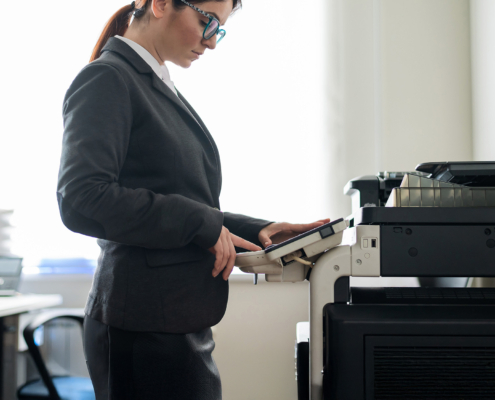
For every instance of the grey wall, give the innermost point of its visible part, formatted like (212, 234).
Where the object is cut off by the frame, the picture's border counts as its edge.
(483, 78)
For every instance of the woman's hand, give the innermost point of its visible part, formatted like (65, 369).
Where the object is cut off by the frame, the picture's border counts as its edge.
(225, 252)
(281, 231)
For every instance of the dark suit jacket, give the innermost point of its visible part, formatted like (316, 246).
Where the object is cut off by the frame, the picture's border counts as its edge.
(140, 171)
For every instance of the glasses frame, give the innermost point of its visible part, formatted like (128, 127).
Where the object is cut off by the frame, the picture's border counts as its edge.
(219, 31)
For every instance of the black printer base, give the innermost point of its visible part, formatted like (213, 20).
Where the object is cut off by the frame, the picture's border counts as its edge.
(421, 351)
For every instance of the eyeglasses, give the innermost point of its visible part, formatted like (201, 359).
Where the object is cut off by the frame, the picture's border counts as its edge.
(213, 26)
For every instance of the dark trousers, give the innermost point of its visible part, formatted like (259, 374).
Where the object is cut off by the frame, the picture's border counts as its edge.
(126, 365)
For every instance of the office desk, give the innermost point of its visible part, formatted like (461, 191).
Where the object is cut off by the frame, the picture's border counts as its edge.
(10, 308)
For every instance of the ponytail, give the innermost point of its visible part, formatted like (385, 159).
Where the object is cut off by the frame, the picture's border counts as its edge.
(118, 24)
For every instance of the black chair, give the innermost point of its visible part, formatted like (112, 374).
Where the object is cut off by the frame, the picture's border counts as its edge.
(53, 387)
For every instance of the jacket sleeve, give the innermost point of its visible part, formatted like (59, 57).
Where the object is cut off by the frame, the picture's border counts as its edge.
(245, 227)
(97, 127)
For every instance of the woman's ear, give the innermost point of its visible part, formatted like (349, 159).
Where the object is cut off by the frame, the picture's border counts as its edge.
(158, 7)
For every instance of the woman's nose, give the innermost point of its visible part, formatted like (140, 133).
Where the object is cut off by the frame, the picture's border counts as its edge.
(211, 43)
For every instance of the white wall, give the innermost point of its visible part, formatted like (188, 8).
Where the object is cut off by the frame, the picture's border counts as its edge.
(483, 78)
(399, 87)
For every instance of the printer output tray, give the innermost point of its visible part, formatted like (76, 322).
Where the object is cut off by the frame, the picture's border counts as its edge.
(424, 215)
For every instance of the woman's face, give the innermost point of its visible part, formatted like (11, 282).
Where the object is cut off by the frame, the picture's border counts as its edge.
(179, 33)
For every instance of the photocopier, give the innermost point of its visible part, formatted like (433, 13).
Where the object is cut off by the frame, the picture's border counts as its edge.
(375, 343)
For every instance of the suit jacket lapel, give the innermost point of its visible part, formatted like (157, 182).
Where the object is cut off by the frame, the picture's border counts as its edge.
(122, 48)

> Directions
Give again, word for word, the lines above from the first one through the one containing "For every instance of the eyeglasses, give"; no pictures.

> Task output
For every instance of the grey wall, give the innermost point of its visible part, formatted like (212, 234).
Where the object is cut off by the frame, the picture's border counts as its edge.
(483, 78)
For every instance of the woman's hand, give the innermost point of its visible part, formatted like (65, 369).
Where the object is cut off by the frame, the picture's border counts as its edge.
(225, 252)
(281, 231)
For every instance of the dark suit jacket, give the innermost point of its visible part, formatted like (316, 246).
Where the object is cut off by the frame, the picture's border counts as its edge.
(140, 171)
For every instance of the glasses frame, give the innermost point of its visible part, formatted like (128, 127).
Where the object is cut off by the frame, the picture's border counts as its edge.
(219, 31)
For every instance of the black printer base, give the innermost point of its visible part, formatted like (213, 20).
Where the object is cut off by the frame, the picture's border counts as its edge.
(421, 351)
For every instance of the eyeglasses, give the innermost point of its visible part, formatted like (201, 359).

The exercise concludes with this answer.